- Selected text -

# # # #

# Working with CBECS 2018 Microdata in Python

# Background

We assume you're here because you're already familiar with [CBECS](https://www.eia.gov/consumption/commercial/about.php). The 2018 Commercial Buildings Energy Consumption Survey (CBECS) consists of Commercial Building characteristics, energy consumption and expenditures data, representing almost 6 million commercial buildings across the U.S.

The EIA already provides [22 tables](https://www.eia.gov/consumption/commercial/data/2018/index.php?view=characteristics) with detailed crosstabulations of 2018 CBECS building characteristics data, and [48 tables](https://www.eia.gov/consumption/commercial/data/2018/index.php?view=consumption) with cross tabulations of CBECS consumption, expenditures, and end-use data.

# # # #

- Challenge -
According to the CBECS passage, how many commercial buildings does the 2018 survey represent? The items below have no connection to the CBECS passage.

# # # #

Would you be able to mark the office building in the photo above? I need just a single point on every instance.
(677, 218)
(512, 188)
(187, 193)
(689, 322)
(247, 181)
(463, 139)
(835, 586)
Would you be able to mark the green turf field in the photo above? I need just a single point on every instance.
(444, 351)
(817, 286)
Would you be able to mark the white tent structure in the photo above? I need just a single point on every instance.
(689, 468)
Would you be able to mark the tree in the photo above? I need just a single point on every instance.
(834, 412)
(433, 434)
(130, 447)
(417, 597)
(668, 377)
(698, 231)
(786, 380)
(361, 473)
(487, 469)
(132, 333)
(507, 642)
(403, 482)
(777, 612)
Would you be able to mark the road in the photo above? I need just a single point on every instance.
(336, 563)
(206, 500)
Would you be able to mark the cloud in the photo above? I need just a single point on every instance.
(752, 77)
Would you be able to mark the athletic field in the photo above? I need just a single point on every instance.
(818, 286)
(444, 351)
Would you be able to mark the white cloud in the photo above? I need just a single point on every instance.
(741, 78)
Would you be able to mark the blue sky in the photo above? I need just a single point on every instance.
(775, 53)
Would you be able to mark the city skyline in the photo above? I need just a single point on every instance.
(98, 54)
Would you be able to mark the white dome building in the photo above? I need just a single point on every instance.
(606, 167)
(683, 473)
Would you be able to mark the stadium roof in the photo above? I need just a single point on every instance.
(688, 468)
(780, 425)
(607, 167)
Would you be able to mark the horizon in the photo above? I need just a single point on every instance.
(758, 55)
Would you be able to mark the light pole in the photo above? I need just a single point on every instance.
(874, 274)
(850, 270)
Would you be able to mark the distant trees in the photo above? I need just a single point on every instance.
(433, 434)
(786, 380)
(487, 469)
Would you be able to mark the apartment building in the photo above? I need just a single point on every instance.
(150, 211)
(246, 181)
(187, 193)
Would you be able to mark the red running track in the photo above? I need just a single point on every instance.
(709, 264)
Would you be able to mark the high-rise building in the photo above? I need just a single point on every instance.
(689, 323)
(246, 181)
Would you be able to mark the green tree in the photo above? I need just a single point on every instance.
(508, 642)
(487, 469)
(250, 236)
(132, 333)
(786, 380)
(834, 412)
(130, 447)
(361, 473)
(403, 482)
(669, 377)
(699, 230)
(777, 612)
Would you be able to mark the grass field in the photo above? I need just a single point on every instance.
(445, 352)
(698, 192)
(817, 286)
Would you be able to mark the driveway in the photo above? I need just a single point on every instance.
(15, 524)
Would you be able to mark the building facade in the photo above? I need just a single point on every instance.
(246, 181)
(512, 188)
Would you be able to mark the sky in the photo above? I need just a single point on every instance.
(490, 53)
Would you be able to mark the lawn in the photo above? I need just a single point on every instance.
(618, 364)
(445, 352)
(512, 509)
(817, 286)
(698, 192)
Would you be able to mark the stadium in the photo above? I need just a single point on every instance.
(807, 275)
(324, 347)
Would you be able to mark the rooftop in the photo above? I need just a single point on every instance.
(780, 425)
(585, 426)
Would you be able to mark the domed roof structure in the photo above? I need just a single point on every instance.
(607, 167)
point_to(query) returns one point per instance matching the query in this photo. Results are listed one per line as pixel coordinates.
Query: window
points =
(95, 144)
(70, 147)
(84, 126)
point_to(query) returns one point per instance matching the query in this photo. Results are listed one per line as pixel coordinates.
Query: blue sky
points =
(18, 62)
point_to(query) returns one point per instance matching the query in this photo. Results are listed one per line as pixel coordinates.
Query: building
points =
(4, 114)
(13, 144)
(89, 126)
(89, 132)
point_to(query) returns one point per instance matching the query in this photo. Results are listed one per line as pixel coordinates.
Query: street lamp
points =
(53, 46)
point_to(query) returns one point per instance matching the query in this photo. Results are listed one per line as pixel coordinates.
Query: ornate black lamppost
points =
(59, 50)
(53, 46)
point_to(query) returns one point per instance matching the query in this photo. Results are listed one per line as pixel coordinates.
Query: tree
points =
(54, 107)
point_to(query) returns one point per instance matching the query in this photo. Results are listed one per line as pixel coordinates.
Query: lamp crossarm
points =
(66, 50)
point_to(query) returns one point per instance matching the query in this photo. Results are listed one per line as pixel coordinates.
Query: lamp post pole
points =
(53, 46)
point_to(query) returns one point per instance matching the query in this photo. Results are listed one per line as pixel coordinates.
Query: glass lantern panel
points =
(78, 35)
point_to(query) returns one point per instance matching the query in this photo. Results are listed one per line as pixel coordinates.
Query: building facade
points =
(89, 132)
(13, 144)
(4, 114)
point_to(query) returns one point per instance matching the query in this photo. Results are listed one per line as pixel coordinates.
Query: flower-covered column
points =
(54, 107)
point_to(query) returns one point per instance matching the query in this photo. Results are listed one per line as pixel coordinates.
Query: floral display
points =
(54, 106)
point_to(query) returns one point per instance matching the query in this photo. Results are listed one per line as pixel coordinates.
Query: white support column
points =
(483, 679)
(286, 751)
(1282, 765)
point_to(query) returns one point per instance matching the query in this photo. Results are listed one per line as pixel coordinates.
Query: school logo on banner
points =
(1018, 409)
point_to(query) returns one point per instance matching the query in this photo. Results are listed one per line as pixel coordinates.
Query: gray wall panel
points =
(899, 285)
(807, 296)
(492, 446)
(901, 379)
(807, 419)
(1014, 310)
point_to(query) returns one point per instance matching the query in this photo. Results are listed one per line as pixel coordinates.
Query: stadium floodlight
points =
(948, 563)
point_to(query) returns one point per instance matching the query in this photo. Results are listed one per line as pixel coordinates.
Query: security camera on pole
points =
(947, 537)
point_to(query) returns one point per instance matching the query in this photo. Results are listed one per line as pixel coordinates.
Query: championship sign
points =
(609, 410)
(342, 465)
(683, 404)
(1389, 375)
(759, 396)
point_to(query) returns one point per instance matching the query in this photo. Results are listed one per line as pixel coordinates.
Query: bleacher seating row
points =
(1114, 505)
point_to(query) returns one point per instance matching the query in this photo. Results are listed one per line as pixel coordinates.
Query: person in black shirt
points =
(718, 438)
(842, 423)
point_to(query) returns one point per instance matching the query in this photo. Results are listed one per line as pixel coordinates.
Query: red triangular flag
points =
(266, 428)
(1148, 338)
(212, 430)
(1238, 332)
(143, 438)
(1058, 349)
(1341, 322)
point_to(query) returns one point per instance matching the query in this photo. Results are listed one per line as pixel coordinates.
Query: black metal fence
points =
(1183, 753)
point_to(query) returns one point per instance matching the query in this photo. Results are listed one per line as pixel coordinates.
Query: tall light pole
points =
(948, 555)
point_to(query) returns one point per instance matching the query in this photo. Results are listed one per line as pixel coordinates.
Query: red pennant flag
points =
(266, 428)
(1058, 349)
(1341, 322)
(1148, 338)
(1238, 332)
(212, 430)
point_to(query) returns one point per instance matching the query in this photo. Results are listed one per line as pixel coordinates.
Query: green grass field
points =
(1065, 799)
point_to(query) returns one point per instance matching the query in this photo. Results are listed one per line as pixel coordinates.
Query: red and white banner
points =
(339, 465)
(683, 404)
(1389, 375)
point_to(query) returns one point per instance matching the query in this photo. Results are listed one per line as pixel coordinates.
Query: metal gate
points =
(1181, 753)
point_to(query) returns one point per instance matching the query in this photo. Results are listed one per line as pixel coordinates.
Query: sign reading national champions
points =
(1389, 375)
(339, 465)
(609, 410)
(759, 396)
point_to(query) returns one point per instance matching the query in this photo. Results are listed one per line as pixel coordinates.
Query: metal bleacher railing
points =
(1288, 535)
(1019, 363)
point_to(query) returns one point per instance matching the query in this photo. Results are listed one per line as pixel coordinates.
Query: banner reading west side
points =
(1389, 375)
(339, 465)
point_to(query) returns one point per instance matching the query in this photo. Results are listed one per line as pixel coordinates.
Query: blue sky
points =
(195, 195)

# # # #

- Result of the exercise -
Almost 6 million commercial buildings across the U.S.